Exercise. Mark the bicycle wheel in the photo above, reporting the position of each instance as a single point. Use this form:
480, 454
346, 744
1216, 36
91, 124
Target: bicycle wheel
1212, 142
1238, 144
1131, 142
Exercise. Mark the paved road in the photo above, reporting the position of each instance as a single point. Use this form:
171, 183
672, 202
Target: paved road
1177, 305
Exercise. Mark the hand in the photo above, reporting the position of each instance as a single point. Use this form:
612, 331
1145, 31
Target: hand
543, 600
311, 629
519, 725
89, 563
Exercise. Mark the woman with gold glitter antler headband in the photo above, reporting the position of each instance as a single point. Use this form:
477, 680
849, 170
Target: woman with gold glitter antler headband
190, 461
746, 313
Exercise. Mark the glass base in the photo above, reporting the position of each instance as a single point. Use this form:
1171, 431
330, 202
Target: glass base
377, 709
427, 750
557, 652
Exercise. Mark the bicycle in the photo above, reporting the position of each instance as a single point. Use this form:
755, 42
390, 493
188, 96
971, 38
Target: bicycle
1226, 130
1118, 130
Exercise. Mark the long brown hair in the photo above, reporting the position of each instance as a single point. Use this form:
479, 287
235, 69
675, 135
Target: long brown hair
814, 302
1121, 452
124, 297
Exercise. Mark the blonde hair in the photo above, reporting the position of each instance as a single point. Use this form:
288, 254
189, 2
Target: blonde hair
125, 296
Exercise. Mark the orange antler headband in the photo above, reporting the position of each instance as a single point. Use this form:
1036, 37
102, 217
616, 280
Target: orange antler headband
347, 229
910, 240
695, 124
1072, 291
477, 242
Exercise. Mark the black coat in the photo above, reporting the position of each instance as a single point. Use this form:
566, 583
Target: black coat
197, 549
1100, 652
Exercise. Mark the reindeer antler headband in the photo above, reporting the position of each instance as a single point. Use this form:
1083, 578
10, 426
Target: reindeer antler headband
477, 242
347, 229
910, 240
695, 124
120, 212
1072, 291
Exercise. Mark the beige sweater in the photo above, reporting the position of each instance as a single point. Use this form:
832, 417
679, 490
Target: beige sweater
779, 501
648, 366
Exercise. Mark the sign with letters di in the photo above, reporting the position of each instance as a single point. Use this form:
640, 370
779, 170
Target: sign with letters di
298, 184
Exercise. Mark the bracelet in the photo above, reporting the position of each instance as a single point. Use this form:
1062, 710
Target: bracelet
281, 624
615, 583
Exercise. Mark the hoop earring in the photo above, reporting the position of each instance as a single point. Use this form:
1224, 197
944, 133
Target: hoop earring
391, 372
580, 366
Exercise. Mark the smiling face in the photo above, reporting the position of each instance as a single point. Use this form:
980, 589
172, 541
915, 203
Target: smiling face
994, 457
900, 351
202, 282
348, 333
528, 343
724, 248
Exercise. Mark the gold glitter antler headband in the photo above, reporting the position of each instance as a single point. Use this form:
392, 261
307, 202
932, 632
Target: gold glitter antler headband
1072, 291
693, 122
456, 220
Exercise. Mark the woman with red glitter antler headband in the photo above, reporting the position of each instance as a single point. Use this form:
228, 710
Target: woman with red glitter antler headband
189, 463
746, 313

::::

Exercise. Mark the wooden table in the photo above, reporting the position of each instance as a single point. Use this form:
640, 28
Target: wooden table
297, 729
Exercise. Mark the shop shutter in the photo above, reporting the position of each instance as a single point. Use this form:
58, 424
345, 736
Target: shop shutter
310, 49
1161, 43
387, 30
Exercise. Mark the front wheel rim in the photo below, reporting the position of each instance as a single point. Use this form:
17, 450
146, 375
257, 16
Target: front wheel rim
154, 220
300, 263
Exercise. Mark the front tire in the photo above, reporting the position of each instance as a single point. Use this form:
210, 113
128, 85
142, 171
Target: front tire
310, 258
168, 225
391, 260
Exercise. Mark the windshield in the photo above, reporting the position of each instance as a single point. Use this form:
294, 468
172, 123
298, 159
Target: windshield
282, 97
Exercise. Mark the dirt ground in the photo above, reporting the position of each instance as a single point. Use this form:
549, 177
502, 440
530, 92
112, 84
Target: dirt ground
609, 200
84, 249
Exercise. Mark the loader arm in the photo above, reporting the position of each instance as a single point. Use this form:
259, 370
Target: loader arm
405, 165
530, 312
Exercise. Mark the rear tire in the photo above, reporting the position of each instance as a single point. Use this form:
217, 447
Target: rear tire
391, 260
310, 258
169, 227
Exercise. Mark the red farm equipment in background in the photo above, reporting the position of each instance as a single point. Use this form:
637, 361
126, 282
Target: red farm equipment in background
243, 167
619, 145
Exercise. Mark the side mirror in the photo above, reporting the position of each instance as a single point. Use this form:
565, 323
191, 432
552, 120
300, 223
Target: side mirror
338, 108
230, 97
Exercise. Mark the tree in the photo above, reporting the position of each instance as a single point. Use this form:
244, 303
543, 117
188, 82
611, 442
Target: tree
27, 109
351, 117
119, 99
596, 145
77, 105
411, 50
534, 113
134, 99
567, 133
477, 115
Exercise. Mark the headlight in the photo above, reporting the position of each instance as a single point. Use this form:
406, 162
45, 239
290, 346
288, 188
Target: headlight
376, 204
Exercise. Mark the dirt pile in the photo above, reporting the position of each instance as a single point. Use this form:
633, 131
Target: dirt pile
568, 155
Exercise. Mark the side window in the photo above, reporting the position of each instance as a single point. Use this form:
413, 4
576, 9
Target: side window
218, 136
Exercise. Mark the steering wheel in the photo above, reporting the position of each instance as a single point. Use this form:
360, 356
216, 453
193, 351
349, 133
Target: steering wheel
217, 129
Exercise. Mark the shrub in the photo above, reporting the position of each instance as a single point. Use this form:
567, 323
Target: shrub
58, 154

::::

Exercise requirements:
Copy out each line from the entries above that contains the word "wheel".

Solved problem:
Exercise. Mark the bicycle wheel in the photo above, reporting the position of each instance as a single point. Use this form:
Target: bicycle wheel
Exercise. Mark the front wheel rim in the photo below, reporting the position of each instance as a single point. Use this form:
Target: front wheel rim
Exercise. Mark the steering wheel in the photo above, reporting the position of each instance as a single point. Use this form:
Target: steering wheel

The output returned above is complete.